[DOCUMENT EXTRACT]
High-resolution Endoscopic Colonoscopy Frames: The output from the endoscopic device consists of high-resolution images, revealing the detailed structure of the colon’s inner lining. These frames serve as the input for both manual annotations by experts and for training the U-Net model, providing a comprehensive view of potential polyps and other structures that are crucial for accurate detection and analysis.
Pixel-level Ground-Truth Annotator: At this stage, a human expert manually annotates the endoscopic images to create pixel-level binary masks. This process involves labeling relevant structures—such as polyps—on a pixel-by-pixel basis, resulting in highly precise annotations. These binary masks are used as ground-truth data to train and validate the deep learning model, ensuring that it can accurately detect polyps by learning from these precise annotations.
Binary Masks (Ground Truth): The manually annotated binary masks represent the exact locations of polyps within the colon frames. These masks typically show the polyps as white regions on a black background, highlighting their presence against the rest of the colon tissue. These binary masks serve as a reference during the training phase of the U-Net model, guiding it in learning to recognize and segment polyps accurately by comparing the model’s predictions to these ground-truth annotations.
U-Net Biomedical Segmentation Model: The deep learning model used in this process is a U-Net architecture, which is particularly effective for segmentation tasks. The U-Net model is trained to analyze the endoscopic frames and produce segmentation masks that identify polyps. It learns to detect these structures by utilizing both the high-resolution endoscopic frames and the pixel-level binary masks, ultimately enabling the automatic identification and segmentation of polyps.
Binary Mask Prediction: The final output of the U-Net model is a binary mask that represents its predicted segmentation of polyps based on the input endoscopic frames. This prediction reflects the model’s ability to identify and delineate polyps within the colon automatically, thereby reducing the need for labor-intensive manual annotation.
[/DOCUMENT EXTRACT]
[DATASET]
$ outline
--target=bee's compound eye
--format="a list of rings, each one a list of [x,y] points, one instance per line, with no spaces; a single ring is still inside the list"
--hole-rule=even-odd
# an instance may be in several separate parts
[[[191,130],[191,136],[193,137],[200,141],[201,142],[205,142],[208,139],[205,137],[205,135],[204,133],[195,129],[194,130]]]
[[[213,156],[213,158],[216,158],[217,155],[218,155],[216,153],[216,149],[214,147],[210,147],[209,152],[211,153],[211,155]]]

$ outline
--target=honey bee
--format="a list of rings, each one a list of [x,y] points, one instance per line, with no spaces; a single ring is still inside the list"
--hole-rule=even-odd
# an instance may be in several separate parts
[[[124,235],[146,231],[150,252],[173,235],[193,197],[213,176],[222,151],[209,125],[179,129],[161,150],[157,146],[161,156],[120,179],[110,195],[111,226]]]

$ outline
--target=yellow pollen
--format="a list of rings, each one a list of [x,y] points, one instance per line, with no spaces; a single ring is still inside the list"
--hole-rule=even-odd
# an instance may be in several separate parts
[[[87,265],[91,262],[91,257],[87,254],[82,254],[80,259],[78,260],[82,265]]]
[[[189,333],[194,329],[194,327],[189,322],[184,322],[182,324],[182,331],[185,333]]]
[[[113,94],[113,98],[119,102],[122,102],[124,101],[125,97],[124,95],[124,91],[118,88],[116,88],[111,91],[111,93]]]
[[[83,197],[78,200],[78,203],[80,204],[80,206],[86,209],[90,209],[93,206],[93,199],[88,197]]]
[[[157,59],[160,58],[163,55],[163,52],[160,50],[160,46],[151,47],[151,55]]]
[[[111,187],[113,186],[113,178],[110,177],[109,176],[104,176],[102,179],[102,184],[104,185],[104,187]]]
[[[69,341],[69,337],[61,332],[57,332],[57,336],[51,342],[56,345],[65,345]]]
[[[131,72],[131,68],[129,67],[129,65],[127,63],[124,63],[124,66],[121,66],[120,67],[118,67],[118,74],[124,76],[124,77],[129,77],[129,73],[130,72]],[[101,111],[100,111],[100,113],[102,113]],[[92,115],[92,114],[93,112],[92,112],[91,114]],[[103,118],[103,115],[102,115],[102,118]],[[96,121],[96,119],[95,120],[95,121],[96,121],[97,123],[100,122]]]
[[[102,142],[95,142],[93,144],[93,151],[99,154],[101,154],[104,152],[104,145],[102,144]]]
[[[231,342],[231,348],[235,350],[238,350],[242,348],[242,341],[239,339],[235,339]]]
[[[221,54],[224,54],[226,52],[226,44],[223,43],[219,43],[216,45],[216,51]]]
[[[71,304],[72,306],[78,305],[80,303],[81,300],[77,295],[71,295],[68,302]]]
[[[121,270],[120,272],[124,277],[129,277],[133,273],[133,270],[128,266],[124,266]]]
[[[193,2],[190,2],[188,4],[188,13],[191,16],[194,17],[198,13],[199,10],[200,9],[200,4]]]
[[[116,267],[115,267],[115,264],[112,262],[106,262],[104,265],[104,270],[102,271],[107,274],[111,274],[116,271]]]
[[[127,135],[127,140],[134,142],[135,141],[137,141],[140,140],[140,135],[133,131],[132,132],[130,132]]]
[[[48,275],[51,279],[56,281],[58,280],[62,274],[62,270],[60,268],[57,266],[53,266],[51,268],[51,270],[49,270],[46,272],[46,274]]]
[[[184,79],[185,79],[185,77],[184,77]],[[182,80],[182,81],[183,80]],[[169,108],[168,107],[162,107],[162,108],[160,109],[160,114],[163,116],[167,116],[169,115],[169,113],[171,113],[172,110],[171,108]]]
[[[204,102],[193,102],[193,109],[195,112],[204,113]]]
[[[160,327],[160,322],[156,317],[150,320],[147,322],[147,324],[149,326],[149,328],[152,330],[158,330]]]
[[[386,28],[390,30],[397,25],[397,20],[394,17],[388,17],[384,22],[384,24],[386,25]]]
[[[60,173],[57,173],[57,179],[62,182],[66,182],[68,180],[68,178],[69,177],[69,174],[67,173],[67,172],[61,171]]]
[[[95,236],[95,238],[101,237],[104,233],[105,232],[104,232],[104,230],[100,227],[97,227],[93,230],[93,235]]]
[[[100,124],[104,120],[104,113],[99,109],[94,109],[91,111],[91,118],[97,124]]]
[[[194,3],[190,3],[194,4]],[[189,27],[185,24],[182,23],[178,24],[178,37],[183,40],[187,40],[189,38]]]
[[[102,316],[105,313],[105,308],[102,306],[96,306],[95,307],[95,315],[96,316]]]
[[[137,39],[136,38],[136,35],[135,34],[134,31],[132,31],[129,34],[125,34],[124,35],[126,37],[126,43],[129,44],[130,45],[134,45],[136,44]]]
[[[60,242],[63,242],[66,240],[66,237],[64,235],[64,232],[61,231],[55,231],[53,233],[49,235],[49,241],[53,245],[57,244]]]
[/DATASET]
» **TASK LIST**
[A] In the polyp segmentation text, substitute "outline" for "delineate" and write out the passage between "Binary Mask Prediction: The" and "labor-intensive manual annotation.", inclusive, with that change.
[B] Continue the polyp segmentation text from its final sentence.

» **ANSWERS FOR THE TASKS**
[A]
Binary Mask Prediction: The final output of the U-Net model is a binary mask that represents its predicted segmentation of polyps based on the input endoscopic frames. This prediction reflects the model’s ability to identify and outline polyps within the colon automatically, thereby reducing the need for labor-intensive manual annotation.

[B]
Subsequently, we provide a detailed description of the U-Net network that is employed for polyp detection from endoscopic colonoscopy frames, focusing on its code-level implementation.
2.1. U-Net Architecture Overview
The U-Net architecture is composed of two primary components, each with a specific role in the segmentation process:
- 1.
Contracting Path (Encoder): The purpose of this path is to capture contextual information and extract relevant features from the input images. It accomplishes this through a series of repeated applications of two 3 × 3 convolutional layers (Conv2D), each followed by a ReLU activation function, and a 2 × 2 max pooling operation. This process gradually reduces the spatial dimensions of the feature maps while increasing their depth, allowing the network to learn more abstract representations of the input data.
- 2.
Expansive Path (Decoder): The expansive path is responsible for reconstructing the spatial dimensions of the feature maps to match the resolution of the original input image. This is achieved through upsampling techniques (such as transposed convolution), which restore the spatial dimensions. Additionally, these upsampled feature maps are concatenated with corresponding feature maps from the contracting path through skip connections. This process allows the model to retain high-resolution information from the encoder, which is then refined with two subsequent 3 × 3 convolutions and ReLU activations.
- 3.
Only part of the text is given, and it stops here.